## Task objective
The complete listing should be restated exactly.

## The records
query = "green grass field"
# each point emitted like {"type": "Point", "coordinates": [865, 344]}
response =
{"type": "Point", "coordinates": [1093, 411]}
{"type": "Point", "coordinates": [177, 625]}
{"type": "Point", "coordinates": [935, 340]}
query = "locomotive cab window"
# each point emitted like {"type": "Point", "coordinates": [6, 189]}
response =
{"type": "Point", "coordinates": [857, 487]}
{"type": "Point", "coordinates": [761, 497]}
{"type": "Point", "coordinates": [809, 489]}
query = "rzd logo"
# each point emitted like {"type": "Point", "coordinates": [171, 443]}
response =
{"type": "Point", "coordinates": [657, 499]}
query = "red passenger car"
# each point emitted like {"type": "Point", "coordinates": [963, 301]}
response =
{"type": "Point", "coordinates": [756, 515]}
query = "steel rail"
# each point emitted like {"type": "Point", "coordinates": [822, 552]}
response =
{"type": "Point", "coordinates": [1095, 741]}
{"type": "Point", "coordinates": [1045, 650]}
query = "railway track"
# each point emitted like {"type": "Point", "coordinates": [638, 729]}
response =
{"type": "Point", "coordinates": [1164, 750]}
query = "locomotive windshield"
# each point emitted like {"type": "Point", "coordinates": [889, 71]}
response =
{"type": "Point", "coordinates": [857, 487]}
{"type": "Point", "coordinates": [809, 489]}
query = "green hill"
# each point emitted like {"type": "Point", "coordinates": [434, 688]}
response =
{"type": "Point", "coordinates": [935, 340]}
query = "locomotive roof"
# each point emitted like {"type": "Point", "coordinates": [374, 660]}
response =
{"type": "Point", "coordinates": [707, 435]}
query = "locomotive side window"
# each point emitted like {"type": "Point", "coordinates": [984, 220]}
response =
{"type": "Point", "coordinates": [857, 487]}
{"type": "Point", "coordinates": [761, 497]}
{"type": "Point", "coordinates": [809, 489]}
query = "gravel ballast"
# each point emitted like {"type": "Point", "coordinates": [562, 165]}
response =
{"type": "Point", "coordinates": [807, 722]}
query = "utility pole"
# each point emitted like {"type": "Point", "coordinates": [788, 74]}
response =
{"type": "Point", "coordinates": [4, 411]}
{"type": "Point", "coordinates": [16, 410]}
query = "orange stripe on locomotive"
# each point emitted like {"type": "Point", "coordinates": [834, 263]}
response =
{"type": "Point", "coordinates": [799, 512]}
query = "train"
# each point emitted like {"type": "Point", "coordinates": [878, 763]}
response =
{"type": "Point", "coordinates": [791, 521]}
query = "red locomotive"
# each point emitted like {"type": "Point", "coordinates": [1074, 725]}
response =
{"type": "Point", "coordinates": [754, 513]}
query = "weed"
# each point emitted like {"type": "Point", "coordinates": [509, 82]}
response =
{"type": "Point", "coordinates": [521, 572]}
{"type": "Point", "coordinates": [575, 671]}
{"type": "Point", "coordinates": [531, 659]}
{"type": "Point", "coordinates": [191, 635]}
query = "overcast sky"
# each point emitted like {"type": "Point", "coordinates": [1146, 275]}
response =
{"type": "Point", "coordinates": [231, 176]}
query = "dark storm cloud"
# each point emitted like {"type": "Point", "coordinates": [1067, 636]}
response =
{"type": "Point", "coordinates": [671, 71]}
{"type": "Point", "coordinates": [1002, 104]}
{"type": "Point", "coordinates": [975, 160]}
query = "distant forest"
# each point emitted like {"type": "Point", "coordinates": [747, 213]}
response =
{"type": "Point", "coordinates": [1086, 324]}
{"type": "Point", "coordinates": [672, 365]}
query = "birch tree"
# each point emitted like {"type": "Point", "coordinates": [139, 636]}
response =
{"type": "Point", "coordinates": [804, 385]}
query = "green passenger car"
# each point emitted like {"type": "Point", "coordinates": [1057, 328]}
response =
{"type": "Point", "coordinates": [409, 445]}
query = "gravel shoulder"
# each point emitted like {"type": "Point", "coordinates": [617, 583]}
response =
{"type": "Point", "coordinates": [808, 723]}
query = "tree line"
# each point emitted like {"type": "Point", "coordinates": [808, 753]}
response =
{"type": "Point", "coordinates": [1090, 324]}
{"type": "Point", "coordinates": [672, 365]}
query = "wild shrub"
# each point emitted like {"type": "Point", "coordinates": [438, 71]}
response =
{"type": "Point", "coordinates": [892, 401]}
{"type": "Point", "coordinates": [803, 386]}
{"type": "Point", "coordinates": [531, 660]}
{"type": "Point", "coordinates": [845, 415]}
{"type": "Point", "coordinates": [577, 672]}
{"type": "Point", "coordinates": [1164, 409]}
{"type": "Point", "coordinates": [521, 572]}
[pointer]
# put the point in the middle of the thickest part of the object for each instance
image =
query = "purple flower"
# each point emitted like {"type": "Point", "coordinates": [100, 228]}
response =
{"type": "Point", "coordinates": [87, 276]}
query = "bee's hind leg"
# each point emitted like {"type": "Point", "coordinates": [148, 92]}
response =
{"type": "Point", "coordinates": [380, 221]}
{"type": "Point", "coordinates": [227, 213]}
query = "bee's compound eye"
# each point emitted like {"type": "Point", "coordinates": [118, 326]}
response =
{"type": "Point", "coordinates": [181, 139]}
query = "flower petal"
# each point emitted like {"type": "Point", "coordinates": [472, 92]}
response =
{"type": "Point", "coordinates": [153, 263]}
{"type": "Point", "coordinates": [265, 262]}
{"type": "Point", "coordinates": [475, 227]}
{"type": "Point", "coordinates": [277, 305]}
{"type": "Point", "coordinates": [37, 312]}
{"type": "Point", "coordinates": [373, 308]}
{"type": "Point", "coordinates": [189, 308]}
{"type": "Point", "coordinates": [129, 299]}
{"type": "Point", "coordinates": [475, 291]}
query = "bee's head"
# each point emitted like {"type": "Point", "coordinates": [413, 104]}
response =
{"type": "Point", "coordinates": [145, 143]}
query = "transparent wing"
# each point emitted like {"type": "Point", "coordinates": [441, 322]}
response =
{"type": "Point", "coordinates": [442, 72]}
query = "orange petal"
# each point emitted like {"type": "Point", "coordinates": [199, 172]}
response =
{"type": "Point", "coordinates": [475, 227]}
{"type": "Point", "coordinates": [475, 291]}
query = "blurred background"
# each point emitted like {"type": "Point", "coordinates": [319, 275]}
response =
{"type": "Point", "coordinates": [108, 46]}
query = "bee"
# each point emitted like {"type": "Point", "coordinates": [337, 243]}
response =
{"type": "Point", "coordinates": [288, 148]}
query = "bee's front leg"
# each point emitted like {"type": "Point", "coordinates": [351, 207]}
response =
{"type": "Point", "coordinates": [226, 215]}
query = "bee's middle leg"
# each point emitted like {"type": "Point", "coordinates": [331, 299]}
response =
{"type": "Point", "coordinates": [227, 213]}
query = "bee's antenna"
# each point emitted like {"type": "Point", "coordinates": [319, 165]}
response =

## Written response
query = "green grass field"
# each point emitted like {"type": "Point", "coordinates": [865, 344]}
response =
{"type": "Point", "coordinates": [1093, 411]}
{"type": "Point", "coordinates": [177, 625]}
{"type": "Point", "coordinates": [935, 340]}
query = "locomotive cab window"
# each point emitted like {"type": "Point", "coordinates": [6, 189]}
response =
{"type": "Point", "coordinates": [857, 487]}
{"type": "Point", "coordinates": [761, 497]}
{"type": "Point", "coordinates": [809, 489]}
query = "rzd logo"
# each point emitted like {"type": "Point", "coordinates": [171, 443]}
response =
{"type": "Point", "coordinates": [657, 499]}
query = "red passenger car"
# each point emitted like {"type": "Point", "coordinates": [963, 301]}
response =
{"type": "Point", "coordinates": [756, 515]}
query = "steel rail"
# each point emitted like {"type": "Point", "coordinates": [822, 552]}
response =
{"type": "Point", "coordinates": [1095, 741]}
{"type": "Point", "coordinates": [1045, 650]}
query = "railway track"
# each point emitted like {"type": "Point", "coordinates": [638, 729]}
response =
{"type": "Point", "coordinates": [1164, 750]}
query = "locomotive windshield"
# each point emitted like {"type": "Point", "coordinates": [889, 71]}
response =
{"type": "Point", "coordinates": [857, 487]}
{"type": "Point", "coordinates": [809, 489]}
query = "green hill"
# each point emitted like {"type": "Point", "coordinates": [434, 688]}
response =
{"type": "Point", "coordinates": [935, 340]}
query = "locomotive roof"
# each point emitted like {"type": "Point", "coordinates": [374, 660]}
response =
{"type": "Point", "coordinates": [707, 435]}
query = "locomotive side window"
# each point emitted like {"type": "Point", "coordinates": [984, 220]}
response =
{"type": "Point", "coordinates": [857, 487]}
{"type": "Point", "coordinates": [761, 497]}
{"type": "Point", "coordinates": [809, 489]}
query = "gravel ballast"
# each point emitted like {"type": "Point", "coordinates": [562, 165]}
response =
{"type": "Point", "coordinates": [807, 722]}
query = "utility pole"
# each point emitted like {"type": "Point", "coordinates": [788, 74]}
response =
{"type": "Point", "coordinates": [4, 411]}
{"type": "Point", "coordinates": [16, 410]}
query = "orange stripe on locomotive"
# each point emitted like {"type": "Point", "coordinates": [834, 263]}
response =
{"type": "Point", "coordinates": [799, 512]}
query = "train"
# each point emitted like {"type": "Point", "coordinates": [878, 763]}
response =
{"type": "Point", "coordinates": [791, 521]}
query = "red locomotive"
# each point emitted like {"type": "Point", "coordinates": [1074, 725]}
response =
{"type": "Point", "coordinates": [754, 513]}
query = "weed"
# each point emitted like {"type": "Point", "coordinates": [509, 82]}
response =
{"type": "Point", "coordinates": [521, 572]}
{"type": "Point", "coordinates": [575, 671]}
{"type": "Point", "coordinates": [531, 659]}
{"type": "Point", "coordinates": [191, 635]}
query = "overcast sky"
# each point emitted like {"type": "Point", "coordinates": [1146, 275]}
response =
{"type": "Point", "coordinates": [231, 176]}
query = "dark storm cloud"
# each point emitted like {"type": "Point", "coordinates": [1067, 636]}
response =
{"type": "Point", "coordinates": [671, 71]}
{"type": "Point", "coordinates": [1002, 104]}
{"type": "Point", "coordinates": [975, 160]}
query = "distant forest"
# each point emitted like {"type": "Point", "coordinates": [747, 213]}
response =
{"type": "Point", "coordinates": [1086, 324]}
{"type": "Point", "coordinates": [672, 365]}
query = "birch tree"
# each point emitted like {"type": "Point", "coordinates": [139, 636]}
response =
{"type": "Point", "coordinates": [804, 385]}
query = "green passenger car"
# each point emitted like {"type": "Point", "coordinates": [1057, 328]}
response =
{"type": "Point", "coordinates": [409, 445]}
query = "gravel shoulder"
# each point emitted like {"type": "Point", "coordinates": [617, 583]}
response =
{"type": "Point", "coordinates": [808, 723]}
query = "tree line"
# each point emitted like {"type": "Point", "coordinates": [808, 753]}
response =
{"type": "Point", "coordinates": [1090, 324]}
{"type": "Point", "coordinates": [672, 365]}
query = "wild shrub"
# each point emitted like {"type": "Point", "coordinates": [438, 71]}
response =
{"type": "Point", "coordinates": [892, 401]}
{"type": "Point", "coordinates": [803, 386]}
{"type": "Point", "coordinates": [531, 660]}
{"type": "Point", "coordinates": [845, 415]}
{"type": "Point", "coordinates": [577, 672]}
{"type": "Point", "coordinates": [1164, 409]}
{"type": "Point", "coordinates": [521, 572]}
[pointer]
# put the point in the middle of the thickest part of the object for each instance
image =
query = "purple flower"
# each point emitted like {"type": "Point", "coordinates": [100, 228]}
response =
{"type": "Point", "coordinates": [87, 276]}
query = "bee's hind leg"
# each point emitted like {"type": "Point", "coordinates": [148, 92]}
response =
{"type": "Point", "coordinates": [380, 221]}
{"type": "Point", "coordinates": [227, 213]}
query = "bee's compound eye"
# each point emitted like {"type": "Point", "coordinates": [118, 326]}
response =
{"type": "Point", "coordinates": [181, 139]}
query = "flower petal"
# each point emitted like {"type": "Point", "coordinates": [472, 92]}
response =
{"type": "Point", "coordinates": [153, 263]}
{"type": "Point", "coordinates": [265, 262]}
{"type": "Point", "coordinates": [475, 227]}
{"type": "Point", "coordinates": [277, 305]}
{"type": "Point", "coordinates": [37, 312]}
{"type": "Point", "coordinates": [373, 308]}
{"type": "Point", "coordinates": [189, 308]}
{"type": "Point", "coordinates": [129, 299]}
{"type": "Point", "coordinates": [475, 291]}
query = "bee's head"
# each point emitted like {"type": "Point", "coordinates": [413, 104]}
response =
{"type": "Point", "coordinates": [145, 143]}
query = "transparent wing"
# each point emitted like {"type": "Point", "coordinates": [441, 322]}
response =
{"type": "Point", "coordinates": [442, 72]}
query = "orange petal"
# each point emitted like {"type": "Point", "coordinates": [199, 172]}
response =
{"type": "Point", "coordinates": [475, 227]}
{"type": "Point", "coordinates": [475, 291]}
query = "blurred background"
# each point emitted like {"type": "Point", "coordinates": [319, 275]}
response =
{"type": "Point", "coordinates": [108, 46]}
query = "bee"
# each point emitted like {"type": "Point", "coordinates": [337, 243]}
response =
{"type": "Point", "coordinates": [288, 148]}
query = "bee's front leg"
# each point emitted like {"type": "Point", "coordinates": [351, 207]}
response =
{"type": "Point", "coordinates": [226, 215]}
query = "bee's middle leg"
# each point emitted like {"type": "Point", "coordinates": [331, 299]}
response =
{"type": "Point", "coordinates": [227, 213]}
query = "bee's antenna"
# each point emitted like {"type": "Point", "coordinates": [319, 165]}
response =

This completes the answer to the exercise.